_WHAT TO WORK ON_
Could you repeat the whole listing below exactly as it stands?
========================
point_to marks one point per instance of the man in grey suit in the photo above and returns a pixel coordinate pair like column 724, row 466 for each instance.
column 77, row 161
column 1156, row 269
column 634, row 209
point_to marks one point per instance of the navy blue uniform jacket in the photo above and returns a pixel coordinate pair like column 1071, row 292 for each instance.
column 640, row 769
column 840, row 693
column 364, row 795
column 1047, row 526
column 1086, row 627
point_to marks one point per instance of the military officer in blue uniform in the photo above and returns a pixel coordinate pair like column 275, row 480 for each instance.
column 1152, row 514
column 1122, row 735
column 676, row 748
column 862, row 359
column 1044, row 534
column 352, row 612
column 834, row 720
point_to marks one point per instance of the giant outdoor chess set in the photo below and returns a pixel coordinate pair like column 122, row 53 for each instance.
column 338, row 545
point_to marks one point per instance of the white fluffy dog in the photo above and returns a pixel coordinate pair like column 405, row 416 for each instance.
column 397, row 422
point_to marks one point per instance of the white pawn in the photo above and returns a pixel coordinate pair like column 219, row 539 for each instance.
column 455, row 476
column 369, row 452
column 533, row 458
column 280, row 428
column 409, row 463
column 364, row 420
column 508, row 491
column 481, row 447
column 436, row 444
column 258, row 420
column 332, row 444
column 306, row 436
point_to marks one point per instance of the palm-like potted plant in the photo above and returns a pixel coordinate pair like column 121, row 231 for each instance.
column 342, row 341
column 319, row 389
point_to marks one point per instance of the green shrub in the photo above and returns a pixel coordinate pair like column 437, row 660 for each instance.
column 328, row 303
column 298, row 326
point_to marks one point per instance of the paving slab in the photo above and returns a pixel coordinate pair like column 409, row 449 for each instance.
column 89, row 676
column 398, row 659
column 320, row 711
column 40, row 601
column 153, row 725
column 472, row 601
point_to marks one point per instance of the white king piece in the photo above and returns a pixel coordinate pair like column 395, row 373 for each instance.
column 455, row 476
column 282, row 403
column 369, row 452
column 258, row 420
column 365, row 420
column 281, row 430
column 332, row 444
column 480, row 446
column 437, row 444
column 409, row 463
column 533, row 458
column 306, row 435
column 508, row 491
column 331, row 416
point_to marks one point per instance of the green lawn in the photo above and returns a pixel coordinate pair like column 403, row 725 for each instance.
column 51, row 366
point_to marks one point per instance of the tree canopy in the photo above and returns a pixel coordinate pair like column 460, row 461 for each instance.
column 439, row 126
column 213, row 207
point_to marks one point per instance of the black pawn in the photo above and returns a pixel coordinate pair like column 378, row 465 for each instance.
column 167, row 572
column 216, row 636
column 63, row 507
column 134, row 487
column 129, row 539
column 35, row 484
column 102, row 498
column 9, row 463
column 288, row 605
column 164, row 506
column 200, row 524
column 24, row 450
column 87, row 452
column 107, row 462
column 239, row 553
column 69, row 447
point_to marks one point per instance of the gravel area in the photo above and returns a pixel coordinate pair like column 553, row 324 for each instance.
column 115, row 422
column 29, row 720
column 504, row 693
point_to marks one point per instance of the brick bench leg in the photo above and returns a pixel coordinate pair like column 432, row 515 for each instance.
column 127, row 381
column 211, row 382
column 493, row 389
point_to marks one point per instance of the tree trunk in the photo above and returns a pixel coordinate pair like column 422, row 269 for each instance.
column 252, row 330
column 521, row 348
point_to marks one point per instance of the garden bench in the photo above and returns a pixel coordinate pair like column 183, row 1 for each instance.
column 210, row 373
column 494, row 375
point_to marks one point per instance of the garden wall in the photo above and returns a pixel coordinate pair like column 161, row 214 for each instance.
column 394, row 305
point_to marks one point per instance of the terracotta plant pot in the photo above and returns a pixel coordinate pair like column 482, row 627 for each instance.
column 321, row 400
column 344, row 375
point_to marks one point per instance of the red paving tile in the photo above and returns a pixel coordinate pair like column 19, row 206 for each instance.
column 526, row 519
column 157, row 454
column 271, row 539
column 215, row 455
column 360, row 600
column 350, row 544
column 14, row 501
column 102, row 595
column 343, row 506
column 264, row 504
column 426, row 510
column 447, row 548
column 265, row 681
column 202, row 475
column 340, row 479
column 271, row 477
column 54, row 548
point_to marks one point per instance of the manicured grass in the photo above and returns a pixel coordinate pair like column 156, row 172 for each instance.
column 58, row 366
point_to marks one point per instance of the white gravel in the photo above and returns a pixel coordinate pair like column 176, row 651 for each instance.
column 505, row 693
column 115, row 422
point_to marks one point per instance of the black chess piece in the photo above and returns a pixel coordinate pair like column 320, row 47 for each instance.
========================
_SOLUTION TO THE PROBLEM_
point_to marks one point per instance of the man in grey suit in the photo above and returns a pixel coordinate pair like column 724, row 466 for each instance.
column 77, row 161
column 1156, row 269
column 634, row 209
point_to marks one point per instance of the navy blue uniform jacket in the photo above and returns a pixel coordinate pair like column 1071, row 292 for each instance.
column 640, row 769
column 840, row 693
column 364, row 795
column 1047, row 526
column 1086, row 627
point_to marks one point per instance of the military officer in blue uniform in the photo above and returns a pixel coordinate pair like column 275, row 480 for each instance.
column 1152, row 514
column 1122, row 735
column 676, row 748
column 862, row 359
column 1044, row 534
column 352, row 612
column 834, row 720
point_to marks one point per instance of the giant outdoor chess set in the photo below and returns a pixel coordinate pair like column 122, row 53 for each instance.
column 338, row 545
point_to marks one point per instance of the white fluffy dog in the photo above and returns a pixel coordinate pair like column 405, row 416 for each instance.
column 397, row 422
point_to marks one point per instance of the white pawn in the photo above and returns a pixel coordinate pair like column 219, row 539 for each instance.
column 455, row 476
column 369, row 452
column 533, row 458
column 280, row 428
column 409, row 463
column 364, row 420
column 508, row 491
column 481, row 447
column 436, row 444
column 258, row 420
column 332, row 444
column 306, row 436
point_to marks one point per instance of the palm-like potted plant in the photo above and returns a pixel coordinate pair like column 121, row 231 for each instance.
column 342, row 341
column 319, row 389
point_to marks one point per instance of the green shrub in the photo above and returns a pixel coordinate pair like column 437, row 660 for each instance.
column 328, row 303
column 298, row 326
point_to marks one point per instance of the paving slab in the photo above and returns a pixel coordinate pair like column 409, row 449 for each instance.
column 89, row 676
column 398, row 659
column 320, row 711
column 40, row 601
column 153, row 725
column 472, row 601
point_to marks one point per instance of the white king piece in the photo above and returns a pixel coordinate pair like column 395, row 373 for each instance.
column 455, row 476
column 282, row 403
column 369, row 452
column 258, row 420
column 365, row 420
column 281, row 430
column 332, row 444
column 480, row 446
column 437, row 444
column 409, row 463
column 533, row 458
column 306, row 435
column 508, row 491
column 331, row 416
point_to marks one point per instance of the green lawn in the photo above and returns a pixel coordinate pair like column 403, row 725 for each instance.
column 51, row 366
point_to marks one point per instance of the tree canopy in the photo above and returns a pixel coordinate pair like column 460, row 461 for each instance.
column 439, row 126
column 213, row 207
point_to marks one point per instance of the black pawn in the photo above and returns a pixel coordinate pair like column 378, row 465 for each instance.
column 167, row 572
column 216, row 636
column 63, row 507
column 134, row 487
column 129, row 539
column 35, row 484
column 102, row 498
column 9, row 463
column 288, row 605
column 164, row 506
column 200, row 524
column 24, row 450
column 87, row 452
column 107, row 462
column 239, row 553
column 69, row 447
point_to marks one point per instance of the gravel area in the photo above and returns a pixel coordinate pair like column 553, row 324 for each instance.
column 115, row 422
column 29, row 720
column 504, row 693
point_to marks one point per instance of the brick bench leg in the photo above and returns a pixel coordinate pair like column 432, row 515 for each instance.
column 127, row 381
column 211, row 382
column 493, row 389
point_to marks one point per instance of the tree trunk in the photo above and returns a pixel coordinate pair like column 422, row 269 for each instance.
column 252, row 330
column 521, row 348
point_to marks one point per instance of the garden bench in the photo above and returns a pixel coordinate pair like column 183, row 1 for each instance.
column 210, row 373
column 494, row 375
point_to marks one point per instance of the garden wall in the photo above and returns a pixel coordinate pair like column 161, row 214 for each instance.
column 394, row 305
point_to marks one point per instance of the terracotta plant pot in the photo above and returns a pixel coordinate pair like column 482, row 627 for each instance.
column 321, row 400
column 344, row 375
point_to marks one point per instance of the red paving tile in the photo above and returns a pixel coordinate pair like column 19, row 206 for each instance.
column 526, row 519
column 157, row 454
column 271, row 539
column 215, row 455
column 360, row 600
column 350, row 544
column 14, row 501
column 102, row 595
column 343, row 506
column 264, row 504
column 426, row 510
column 447, row 548
column 265, row 681
column 202, row 475
column 340, row 479
column 271, row 477
column 54, row 548
point_to marks one point per instance of the manicured grass in the photo above and returns a pixel coordinate pair like column 156, row 172 for each instance.
column 58, row 366
point_to marks one point per instance of the white gravel in the photo above and returns a pixel coordinate pair like column 176, row 651 for each instance.
column 505, row 693
column 115, row 422
point_to marks one point per instance of the black chess piece in the photo above and returns a pixel coordinate pair like column 320, row 47 for each instance.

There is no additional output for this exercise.